Selected passage:
*-*-*

He was also recognized for his architectural contributions, having built significant structures such as the Royal Pagodas of Chruy Ta Keo and Phnom Del Wat Kampong Tralach Leu. By 1883, he was referred to as the head craftsman of the Royal Palace, and in 1897, at the age of 41, he was elevated to the title of Oknha by the king, signifying his high status and influence. He was later awarded the French Legion of Honor for his services.

While the ceiling paintings of the Salle des Danses are sometimes attributed to Tep Nimit Mak, they were in fact the work of French artists Francois de Marliave.

Tep Nimit Mak contributed to many other landmarks in Cambodia as he built the Royal Pagodos of Chruy Ta Keo, Phnom Del (Chong Prei), Phnom Kruong (Longvek) and Samret Thichei (Anluong Reach).

=== Teaching and Influence ===
In 1917, Groslier appointed Tep Nimit Mak as an administrator of the School of Cambodian Arts, where he played a pivotal role in teaching and mentoring young artists. He utilized diagrams from the bas-reliefs of Angkor Wat in his teaching, influencing a new generation of Cambodian artisans. His legacy continued through his students, many of whom became master craftsmen in their own right.

However, his tenure was not without controversy. Allegations arose regarding his favoritism towards certain students, with claims that he manipulated evaluations to benefit those who provided him with gifts. Critics accused him of stifling the development of true artistic talent among Cambodians. Mak's motives were clear to the writers o f the letter: “[Mak] does not seek to allow the development of progress among Cambodians. He does not wish Cambodians to be instructed; he wants all the services to be solely directed by himself in the interest of preventing the loss of his benefits”.

=== Personal life and later years ===
Tep Nimit Mak suffered from Parkinson's disease in his later years, which affected his ability to continue creating art. He retired in 1923 and faced declining health, becoming almost blind by the end of his life. His death marked the end of an era in Cambodian traditional arts.

*-*-*

Study material:
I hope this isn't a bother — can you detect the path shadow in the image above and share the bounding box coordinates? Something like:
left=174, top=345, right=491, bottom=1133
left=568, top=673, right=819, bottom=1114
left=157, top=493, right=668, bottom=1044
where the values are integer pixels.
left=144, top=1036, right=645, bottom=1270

*-*-*

What needs to be done:
Continue the account of Tep Nimit Mak, starting after its last sentence about the end of an era in Cambodian traditional arts.

Result:
== Legacy ==
Tep Nimit Mak is celebrated as an "old and faithful native collaborator" of the George Groslier, reflecting his deep commitment to the preservation and promotion of Khmer arts. His influence persists in the ongoing appreciation of Cambodian culture and artistry.

As many court artists, Tep Nimit was influenced by the training he had received in Thailand, where he had studied along with the first Patriarch, Nil Teang. on the occasion of a commission. Okñā Tep Nimit Mak went to perfect his painting knowledge in Bangkok before fulfilling the Royal Palace commission and the frescoes of the walls of the enclosure-gallery of Vat Prah Keo Morokot.

His mural paintings can still be observed at the Silver Pagoda, in the gallery of the Royal Palace, and in Wat Kampong Tralach Leu as well.

== Bibliography ==

- Bernard, Solange. “L'Imagerie Populaire.” France Asie, no. 37–38, Apr.-May 1949.
- Giteau, Madeleine. “Les Peintures Khmères de l’École de l’Okhna Tep Nimit Mak.” Udaya, vol. 3, 2002, pp. 39–44.
- Gamonet, Marie. “Le Ramayana au Palais Royal de Phnom Penh. II. L’École Artistique de l’Okhna Tep Nimit Mak.” Péninsule, no. 57, 2008, pp. 107–165.